How to Use the vm86 System Call in Linux

Years ago, back when my standards for what qualifies as good code were apparently much lower, I read through the source code of LRMI in order to learn how to use the otherwise undocumented vm86 system call.

The following is a copy of a newsgroup post I wrote afterwards. My apologies if the pre-formatted text doesn't fit within the margins, but I don't care to reformat it. I'm just tired of searching the internet to find this information every time I need it.

The Only Documentation for vm86 that Seems to Exist

I've looked over the source for LRMI, and here's what I've discovered about the vm86 call, just in case
someone cares.  Feel free to turn this into a webpage or something if you feel the urge.

I should add that LRMI (Linux Real Mode Interface) is the finest piece of code I've ever seen.  I'm used to not
liking other people's code at all, but I like this code better than code that I write myself.  It's easy to
read, there are very few comments but the variable and function names are nearly always descriptive, and
it looks as if the author considered every possible thing that might happen and made the code handle it
appropriately.  So if it provides everything that you need, I'd recommend that you just use the LRMI code
instead of writing your own.  Unless you're some kind of genius, I don't think your code will be any better.

════════════════

### EXERCISES TO COMPLETE
(1) Summarize the page on the vm86 system call in two sentences.
(2) According to the vm86 page, what does LRMI stand for?
(3) List every quality of the LRMI code that the writer praises in the vm86 page.

### SUPPLIED MATERIAL
════════════════

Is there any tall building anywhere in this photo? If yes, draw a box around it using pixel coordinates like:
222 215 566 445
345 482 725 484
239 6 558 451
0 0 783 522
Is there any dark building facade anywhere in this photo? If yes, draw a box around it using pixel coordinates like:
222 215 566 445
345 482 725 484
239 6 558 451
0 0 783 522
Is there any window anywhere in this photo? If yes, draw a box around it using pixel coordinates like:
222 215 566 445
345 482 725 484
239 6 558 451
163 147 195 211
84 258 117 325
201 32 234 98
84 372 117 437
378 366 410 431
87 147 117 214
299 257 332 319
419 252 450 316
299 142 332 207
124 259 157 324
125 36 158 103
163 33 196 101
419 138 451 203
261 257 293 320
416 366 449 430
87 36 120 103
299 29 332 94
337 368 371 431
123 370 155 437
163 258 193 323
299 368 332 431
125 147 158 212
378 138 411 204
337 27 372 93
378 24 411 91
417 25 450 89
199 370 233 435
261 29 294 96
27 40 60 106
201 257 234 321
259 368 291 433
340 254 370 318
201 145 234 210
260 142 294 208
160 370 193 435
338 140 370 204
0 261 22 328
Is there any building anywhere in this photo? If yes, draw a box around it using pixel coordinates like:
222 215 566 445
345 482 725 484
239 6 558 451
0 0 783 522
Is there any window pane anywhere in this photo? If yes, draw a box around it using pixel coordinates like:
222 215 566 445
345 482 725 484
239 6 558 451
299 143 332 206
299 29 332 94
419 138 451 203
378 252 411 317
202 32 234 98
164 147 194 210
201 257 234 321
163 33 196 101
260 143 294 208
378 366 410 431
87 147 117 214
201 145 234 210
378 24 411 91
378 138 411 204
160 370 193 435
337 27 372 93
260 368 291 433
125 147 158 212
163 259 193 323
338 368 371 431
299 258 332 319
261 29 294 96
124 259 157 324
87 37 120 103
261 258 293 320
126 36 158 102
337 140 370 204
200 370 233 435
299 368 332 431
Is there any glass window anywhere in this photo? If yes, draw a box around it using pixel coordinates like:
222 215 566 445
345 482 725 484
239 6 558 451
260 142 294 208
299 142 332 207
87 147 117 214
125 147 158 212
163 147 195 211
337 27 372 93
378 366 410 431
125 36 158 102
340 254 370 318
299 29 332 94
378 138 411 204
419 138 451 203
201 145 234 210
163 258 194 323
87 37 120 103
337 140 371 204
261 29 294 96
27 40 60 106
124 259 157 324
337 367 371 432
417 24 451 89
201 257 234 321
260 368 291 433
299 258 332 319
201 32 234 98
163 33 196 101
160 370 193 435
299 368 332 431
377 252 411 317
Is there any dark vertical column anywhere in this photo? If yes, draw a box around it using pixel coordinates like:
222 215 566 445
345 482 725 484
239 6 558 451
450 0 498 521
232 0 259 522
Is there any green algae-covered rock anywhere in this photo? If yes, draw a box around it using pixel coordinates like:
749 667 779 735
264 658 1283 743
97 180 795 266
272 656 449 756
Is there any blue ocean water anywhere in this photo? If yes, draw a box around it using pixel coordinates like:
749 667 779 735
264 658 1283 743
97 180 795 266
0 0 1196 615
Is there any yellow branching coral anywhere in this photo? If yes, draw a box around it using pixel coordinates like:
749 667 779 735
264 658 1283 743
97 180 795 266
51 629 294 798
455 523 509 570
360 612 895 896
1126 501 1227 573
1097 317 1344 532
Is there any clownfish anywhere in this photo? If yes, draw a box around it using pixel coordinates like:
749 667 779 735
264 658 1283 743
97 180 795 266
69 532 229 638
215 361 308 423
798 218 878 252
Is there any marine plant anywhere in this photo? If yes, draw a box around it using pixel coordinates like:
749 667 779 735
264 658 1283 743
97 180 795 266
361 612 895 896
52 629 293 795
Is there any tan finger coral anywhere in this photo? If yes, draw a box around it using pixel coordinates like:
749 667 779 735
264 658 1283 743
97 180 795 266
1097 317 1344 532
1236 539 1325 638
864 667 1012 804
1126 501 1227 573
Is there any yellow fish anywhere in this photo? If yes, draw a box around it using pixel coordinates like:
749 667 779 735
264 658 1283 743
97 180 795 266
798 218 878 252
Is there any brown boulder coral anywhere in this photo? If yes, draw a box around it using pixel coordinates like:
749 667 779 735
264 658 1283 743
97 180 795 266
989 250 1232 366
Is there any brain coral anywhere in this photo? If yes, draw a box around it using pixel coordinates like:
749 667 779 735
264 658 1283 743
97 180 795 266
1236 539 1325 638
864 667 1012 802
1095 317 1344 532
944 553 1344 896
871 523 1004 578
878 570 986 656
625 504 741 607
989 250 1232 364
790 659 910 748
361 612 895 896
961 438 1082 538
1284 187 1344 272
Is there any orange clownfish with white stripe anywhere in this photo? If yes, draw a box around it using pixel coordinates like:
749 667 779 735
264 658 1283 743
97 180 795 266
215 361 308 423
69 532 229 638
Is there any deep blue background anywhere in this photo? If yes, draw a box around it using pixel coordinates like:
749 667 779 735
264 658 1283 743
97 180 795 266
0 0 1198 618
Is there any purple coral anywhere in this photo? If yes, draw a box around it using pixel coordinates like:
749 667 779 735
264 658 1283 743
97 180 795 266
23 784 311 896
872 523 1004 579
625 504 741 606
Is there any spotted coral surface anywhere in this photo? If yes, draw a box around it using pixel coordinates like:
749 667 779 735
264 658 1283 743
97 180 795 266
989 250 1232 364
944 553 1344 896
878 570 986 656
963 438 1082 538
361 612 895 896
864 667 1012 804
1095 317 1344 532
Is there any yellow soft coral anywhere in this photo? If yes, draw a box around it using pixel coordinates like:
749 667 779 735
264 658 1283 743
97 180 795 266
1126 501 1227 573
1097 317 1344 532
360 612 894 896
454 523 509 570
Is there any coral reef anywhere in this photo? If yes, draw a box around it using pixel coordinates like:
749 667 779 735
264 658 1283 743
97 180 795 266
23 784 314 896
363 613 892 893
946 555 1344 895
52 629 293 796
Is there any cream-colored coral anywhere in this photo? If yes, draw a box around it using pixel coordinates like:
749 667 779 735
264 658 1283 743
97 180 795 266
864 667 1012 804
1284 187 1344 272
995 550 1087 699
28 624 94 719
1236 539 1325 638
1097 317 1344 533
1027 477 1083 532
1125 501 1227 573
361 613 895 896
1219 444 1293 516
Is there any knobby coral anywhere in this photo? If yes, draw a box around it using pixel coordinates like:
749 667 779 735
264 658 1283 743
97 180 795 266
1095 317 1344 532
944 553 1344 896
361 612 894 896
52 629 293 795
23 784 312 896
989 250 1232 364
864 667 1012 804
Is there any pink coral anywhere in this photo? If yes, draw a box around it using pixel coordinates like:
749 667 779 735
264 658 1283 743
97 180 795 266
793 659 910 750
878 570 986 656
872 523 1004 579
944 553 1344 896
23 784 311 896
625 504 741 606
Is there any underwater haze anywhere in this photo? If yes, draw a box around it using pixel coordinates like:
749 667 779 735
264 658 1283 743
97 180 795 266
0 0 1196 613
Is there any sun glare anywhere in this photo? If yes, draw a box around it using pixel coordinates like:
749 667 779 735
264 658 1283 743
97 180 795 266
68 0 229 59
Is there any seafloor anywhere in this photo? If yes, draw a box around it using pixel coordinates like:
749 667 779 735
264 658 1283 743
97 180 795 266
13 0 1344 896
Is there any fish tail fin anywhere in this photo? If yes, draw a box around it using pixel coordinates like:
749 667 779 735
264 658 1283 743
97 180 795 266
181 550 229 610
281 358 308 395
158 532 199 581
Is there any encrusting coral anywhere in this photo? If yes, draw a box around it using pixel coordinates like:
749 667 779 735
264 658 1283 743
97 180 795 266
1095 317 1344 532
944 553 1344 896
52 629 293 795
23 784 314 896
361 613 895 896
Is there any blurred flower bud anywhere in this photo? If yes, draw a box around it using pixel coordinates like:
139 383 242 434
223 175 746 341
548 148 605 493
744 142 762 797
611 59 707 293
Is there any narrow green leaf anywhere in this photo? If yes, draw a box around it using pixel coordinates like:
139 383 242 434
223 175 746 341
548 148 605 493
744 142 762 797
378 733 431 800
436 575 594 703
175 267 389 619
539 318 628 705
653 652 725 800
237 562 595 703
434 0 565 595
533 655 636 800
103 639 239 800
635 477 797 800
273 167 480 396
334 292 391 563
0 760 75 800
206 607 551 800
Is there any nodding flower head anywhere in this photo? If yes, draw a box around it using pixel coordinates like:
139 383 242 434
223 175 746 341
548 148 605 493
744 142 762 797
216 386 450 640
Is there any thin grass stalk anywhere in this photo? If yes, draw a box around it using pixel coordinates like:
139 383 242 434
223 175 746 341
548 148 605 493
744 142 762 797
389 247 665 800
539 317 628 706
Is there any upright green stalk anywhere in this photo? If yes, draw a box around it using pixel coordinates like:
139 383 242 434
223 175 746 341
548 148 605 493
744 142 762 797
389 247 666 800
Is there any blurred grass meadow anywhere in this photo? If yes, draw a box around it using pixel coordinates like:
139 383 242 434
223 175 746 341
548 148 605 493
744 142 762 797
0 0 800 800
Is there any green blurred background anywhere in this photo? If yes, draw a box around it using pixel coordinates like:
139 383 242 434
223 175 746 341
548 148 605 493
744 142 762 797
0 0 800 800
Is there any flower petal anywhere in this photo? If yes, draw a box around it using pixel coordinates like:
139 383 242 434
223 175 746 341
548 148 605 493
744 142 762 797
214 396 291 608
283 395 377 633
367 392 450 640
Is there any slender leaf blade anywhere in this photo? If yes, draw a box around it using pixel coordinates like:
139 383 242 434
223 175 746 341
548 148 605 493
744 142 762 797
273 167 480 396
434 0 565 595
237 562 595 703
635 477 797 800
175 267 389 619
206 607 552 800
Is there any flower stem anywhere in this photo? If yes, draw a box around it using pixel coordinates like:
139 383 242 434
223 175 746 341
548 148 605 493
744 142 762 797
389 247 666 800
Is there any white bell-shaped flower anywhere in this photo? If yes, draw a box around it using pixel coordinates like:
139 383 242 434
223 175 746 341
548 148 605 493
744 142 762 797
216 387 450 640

════════════════

### COMPLETE ANSWERS
(1) Years ago, the writer read the source code of LRMI to learn how to use the otherwise undocumented vm86 system call, and the page reproduces a newsgroup post the writer wrote afterward. In that post, the writer calls LRMI the finest piece of code they have ever seen and recommends using it instead of writing your own code if it provides everything you need.

(2) Linux Real Mode Interface.

(3)
- It is easy to read.
- Its variable and function names are nearly always descriptive.
- Its author seems to have considered every possible thing that might happen.
- It handles each of those cases appropriately.